Alice Springs Desert Park

My last day in Alice Springs was spent in the 40 centigrade blazing sun at the Alice Springs Desert Park. An indigenous people run nature preserve and education centre. I had a great time seeing the animals and birds and discussing with the people their culture and traditional ways of living off the land.

Apparently my dress style is Park Ranger. Several older American tourists tried to ask me park info or make small talk about what a hard job I have in the heat. One lady went so far as to come up next to me and pull my iPod earphone out of my ear. I hope in my brisk retort I didn’t bring any trouble to the park, but I can’t be responsible for every American idiot on tour.

Kakadu, The Vivid Monsoon Rainforest

Just a 3-hour drive along the Arnhem Highway almost due east of Darwin is one of the world’s largest natural parks, and certainly as a monsoon wetland, a very different outback from the more usual desert landscape that the term calls to mind.  Actually, Kakadu was home to several integral “outback” scenes of the famous Paul Hogan Films Crocodile Dundee. IN any event, it is a fierce and beautiful land.

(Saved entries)
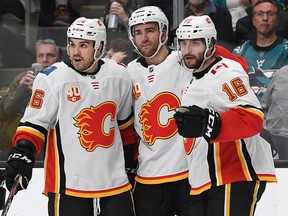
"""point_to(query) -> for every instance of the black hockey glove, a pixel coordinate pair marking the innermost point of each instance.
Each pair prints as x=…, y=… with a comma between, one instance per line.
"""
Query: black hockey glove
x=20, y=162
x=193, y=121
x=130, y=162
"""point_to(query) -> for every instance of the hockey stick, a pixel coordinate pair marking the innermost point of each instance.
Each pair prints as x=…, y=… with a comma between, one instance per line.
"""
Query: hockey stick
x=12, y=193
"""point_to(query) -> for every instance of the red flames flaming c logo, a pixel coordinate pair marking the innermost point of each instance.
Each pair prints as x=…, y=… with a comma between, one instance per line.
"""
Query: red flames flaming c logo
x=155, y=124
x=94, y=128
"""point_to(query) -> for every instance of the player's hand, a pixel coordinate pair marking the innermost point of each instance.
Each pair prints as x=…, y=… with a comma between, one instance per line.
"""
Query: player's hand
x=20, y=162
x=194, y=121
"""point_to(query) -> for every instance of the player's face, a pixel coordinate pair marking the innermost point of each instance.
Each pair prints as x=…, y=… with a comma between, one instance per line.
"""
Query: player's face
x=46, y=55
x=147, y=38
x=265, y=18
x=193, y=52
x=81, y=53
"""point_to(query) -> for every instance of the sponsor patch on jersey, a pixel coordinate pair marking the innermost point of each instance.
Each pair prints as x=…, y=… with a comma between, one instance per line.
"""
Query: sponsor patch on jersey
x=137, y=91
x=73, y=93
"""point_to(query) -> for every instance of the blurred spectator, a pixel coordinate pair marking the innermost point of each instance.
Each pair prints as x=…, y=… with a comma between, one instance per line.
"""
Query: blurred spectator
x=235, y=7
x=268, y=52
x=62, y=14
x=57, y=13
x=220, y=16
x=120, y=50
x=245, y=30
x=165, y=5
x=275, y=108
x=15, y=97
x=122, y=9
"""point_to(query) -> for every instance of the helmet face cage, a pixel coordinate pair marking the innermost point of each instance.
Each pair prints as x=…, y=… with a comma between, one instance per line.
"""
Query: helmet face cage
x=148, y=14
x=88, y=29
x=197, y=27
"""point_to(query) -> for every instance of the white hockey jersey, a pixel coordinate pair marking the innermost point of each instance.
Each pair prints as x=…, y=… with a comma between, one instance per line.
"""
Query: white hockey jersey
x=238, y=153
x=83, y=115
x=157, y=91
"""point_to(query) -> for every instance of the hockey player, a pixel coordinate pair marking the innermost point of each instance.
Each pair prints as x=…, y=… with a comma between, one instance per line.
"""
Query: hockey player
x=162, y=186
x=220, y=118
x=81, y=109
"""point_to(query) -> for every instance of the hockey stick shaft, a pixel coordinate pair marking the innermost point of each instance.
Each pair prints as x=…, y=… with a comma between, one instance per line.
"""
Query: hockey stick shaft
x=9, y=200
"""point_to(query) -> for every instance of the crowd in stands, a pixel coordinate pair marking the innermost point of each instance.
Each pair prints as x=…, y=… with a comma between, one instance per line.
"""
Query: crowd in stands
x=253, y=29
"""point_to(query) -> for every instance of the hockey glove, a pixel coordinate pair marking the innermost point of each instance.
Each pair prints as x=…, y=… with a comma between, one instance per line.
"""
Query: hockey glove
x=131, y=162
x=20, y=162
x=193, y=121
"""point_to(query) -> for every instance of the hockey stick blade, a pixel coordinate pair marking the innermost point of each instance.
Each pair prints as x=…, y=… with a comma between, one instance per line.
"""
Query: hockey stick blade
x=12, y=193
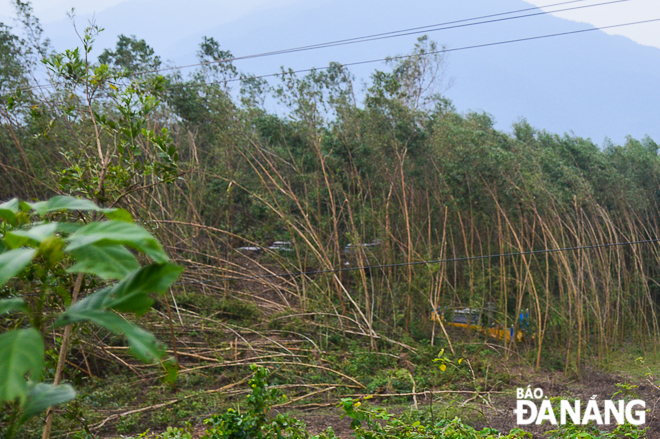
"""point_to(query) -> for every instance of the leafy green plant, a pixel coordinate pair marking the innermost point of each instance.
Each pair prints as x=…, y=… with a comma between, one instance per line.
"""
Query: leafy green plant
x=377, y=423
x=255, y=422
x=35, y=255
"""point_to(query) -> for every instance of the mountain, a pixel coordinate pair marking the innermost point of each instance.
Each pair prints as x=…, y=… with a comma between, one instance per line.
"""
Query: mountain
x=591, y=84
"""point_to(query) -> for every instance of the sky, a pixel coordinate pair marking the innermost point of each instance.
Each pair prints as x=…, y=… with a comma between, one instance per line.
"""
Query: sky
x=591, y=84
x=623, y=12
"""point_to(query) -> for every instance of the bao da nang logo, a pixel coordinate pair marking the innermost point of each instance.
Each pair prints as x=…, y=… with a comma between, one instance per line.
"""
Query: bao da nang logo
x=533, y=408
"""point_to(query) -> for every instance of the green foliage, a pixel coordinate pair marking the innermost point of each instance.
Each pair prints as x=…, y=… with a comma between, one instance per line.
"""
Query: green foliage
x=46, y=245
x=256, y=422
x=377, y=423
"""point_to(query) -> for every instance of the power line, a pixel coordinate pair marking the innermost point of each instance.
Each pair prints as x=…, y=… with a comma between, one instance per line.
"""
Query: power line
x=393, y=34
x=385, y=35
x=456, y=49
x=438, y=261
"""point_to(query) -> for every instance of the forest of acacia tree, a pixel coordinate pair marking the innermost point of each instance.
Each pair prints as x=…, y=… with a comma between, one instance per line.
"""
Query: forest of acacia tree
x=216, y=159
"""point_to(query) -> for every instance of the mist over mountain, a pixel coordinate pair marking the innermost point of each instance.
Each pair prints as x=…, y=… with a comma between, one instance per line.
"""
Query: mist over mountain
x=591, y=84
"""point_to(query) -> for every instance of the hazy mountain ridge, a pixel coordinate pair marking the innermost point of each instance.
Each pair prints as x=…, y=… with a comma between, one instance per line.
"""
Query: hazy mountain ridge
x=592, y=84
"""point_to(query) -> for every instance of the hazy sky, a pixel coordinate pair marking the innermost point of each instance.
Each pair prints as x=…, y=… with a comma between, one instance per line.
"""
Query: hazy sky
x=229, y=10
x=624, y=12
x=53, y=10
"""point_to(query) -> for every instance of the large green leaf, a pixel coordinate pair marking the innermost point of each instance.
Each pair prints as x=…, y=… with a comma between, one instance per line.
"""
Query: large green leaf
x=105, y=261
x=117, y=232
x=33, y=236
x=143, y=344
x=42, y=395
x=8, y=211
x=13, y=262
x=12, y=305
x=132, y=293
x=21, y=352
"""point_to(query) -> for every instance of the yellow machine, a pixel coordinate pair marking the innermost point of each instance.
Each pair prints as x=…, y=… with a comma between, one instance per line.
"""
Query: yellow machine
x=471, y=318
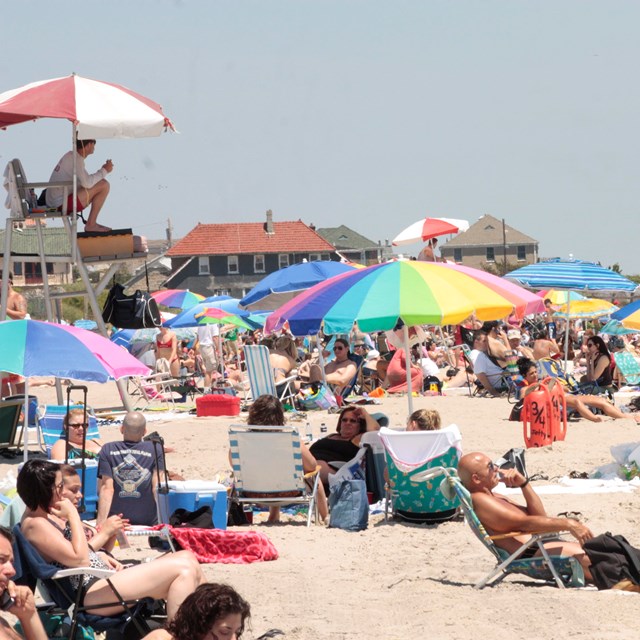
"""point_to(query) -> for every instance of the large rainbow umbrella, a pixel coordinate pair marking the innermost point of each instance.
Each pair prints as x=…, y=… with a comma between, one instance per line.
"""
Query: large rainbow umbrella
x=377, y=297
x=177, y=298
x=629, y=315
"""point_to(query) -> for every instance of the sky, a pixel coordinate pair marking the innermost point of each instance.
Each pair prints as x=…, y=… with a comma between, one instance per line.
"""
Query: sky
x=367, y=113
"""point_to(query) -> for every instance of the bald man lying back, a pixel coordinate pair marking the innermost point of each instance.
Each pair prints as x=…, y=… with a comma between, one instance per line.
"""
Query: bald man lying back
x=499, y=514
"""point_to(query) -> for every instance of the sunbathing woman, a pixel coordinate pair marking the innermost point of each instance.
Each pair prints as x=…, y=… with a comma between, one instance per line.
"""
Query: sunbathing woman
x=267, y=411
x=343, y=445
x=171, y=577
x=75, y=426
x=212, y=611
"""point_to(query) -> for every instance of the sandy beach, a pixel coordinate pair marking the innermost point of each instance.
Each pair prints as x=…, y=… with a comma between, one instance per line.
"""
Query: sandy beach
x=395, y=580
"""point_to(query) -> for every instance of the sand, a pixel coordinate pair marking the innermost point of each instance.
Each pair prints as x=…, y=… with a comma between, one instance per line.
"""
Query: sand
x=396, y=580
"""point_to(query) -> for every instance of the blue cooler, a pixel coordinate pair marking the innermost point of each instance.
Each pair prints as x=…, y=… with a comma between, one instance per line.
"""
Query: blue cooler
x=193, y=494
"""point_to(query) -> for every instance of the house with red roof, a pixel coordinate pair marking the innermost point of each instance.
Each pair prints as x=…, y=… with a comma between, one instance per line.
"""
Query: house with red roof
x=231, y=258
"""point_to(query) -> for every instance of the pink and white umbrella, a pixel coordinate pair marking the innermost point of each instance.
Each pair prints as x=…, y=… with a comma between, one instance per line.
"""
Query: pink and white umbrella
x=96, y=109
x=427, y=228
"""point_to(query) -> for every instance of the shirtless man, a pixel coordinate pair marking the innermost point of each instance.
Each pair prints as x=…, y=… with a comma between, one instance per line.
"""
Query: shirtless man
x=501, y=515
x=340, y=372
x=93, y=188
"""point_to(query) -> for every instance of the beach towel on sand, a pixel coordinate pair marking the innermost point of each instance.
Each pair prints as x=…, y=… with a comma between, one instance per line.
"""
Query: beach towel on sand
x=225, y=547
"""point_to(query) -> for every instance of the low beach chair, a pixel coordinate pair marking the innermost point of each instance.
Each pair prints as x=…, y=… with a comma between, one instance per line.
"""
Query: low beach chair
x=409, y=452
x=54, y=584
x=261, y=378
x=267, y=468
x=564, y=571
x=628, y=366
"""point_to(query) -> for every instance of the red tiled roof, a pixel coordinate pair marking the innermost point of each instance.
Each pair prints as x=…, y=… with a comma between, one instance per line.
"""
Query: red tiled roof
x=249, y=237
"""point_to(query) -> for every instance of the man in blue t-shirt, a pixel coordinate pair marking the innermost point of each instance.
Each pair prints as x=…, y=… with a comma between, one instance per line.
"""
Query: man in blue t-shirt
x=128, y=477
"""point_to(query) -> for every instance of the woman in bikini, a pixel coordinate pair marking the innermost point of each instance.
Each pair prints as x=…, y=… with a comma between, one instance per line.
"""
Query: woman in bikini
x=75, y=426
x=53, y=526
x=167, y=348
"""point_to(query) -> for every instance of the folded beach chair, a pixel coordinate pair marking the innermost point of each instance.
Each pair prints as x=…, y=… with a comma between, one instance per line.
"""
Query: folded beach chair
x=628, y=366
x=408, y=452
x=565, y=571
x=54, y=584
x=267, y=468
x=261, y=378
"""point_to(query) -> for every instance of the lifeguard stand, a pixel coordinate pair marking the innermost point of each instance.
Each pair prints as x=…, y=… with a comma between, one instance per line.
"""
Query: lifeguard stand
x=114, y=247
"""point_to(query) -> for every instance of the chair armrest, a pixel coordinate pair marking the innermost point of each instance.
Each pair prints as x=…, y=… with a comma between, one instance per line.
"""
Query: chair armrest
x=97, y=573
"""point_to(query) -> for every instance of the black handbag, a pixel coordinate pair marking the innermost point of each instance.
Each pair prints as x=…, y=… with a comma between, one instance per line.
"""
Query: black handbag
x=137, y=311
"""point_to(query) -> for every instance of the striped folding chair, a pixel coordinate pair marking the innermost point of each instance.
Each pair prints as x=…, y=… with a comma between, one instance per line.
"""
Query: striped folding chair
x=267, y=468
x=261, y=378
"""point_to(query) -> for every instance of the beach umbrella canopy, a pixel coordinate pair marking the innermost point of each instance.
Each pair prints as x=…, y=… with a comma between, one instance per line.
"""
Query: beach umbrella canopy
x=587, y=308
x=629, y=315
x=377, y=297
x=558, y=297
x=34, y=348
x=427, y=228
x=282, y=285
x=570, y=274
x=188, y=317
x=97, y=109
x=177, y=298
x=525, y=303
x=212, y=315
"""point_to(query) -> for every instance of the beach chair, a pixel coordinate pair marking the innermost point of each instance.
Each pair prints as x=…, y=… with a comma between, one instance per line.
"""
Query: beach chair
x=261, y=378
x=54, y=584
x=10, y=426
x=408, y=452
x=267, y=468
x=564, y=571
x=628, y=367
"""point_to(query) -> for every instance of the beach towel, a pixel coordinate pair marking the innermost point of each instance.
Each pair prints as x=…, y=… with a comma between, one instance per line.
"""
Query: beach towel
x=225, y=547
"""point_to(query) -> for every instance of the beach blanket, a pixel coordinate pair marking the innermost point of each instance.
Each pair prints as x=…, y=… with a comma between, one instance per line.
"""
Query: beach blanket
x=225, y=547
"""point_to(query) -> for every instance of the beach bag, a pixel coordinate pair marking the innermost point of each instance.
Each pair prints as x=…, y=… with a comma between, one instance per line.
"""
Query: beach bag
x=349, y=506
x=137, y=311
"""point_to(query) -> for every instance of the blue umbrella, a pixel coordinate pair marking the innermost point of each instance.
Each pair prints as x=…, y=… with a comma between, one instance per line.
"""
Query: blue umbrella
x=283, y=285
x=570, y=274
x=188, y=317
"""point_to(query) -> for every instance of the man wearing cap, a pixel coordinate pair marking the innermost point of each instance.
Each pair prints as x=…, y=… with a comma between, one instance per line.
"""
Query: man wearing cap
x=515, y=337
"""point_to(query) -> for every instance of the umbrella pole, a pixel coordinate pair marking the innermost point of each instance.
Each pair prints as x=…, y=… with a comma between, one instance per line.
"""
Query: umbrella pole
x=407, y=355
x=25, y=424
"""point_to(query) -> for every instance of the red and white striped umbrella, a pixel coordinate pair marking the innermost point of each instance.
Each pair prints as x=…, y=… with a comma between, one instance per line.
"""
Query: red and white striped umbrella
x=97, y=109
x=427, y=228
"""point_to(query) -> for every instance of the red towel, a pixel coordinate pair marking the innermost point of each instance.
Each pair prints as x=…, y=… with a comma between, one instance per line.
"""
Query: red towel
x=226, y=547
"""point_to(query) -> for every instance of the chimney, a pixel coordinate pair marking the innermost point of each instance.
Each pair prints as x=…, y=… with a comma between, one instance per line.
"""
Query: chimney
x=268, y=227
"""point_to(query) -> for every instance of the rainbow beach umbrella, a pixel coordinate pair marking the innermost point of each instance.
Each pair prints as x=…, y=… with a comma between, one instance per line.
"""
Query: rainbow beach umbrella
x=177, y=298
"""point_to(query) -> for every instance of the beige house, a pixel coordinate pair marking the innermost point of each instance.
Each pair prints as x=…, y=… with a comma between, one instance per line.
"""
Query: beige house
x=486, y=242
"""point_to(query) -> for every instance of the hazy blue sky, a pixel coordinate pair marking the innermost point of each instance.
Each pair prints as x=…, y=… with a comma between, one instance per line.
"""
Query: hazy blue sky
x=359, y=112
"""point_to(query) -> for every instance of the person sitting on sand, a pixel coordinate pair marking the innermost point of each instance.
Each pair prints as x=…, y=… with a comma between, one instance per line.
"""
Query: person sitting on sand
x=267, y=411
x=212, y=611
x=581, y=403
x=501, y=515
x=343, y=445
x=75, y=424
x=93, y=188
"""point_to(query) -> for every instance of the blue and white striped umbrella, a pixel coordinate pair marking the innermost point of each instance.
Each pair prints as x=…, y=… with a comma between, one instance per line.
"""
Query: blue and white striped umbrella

Set of tasks »
A. In the travel post, how long is the drive from Darwin to Kakadu?
B. Pull out everything in the travel post from "My last day" down to "off the land.".
Rely only on the travel post for what comes next.

Answers to the tasks »
A. It's a 3-hour drive along the Arnhem Highway.

B.
My last day in Alice Springs was spent in the 40 centigrade blazing sun at the Alice Springs Desert Park. An indigenous people run nature preserve and education centre. I had a great time seeing the animals and birds and discussing with the people their culture and traditional ways of living off the land.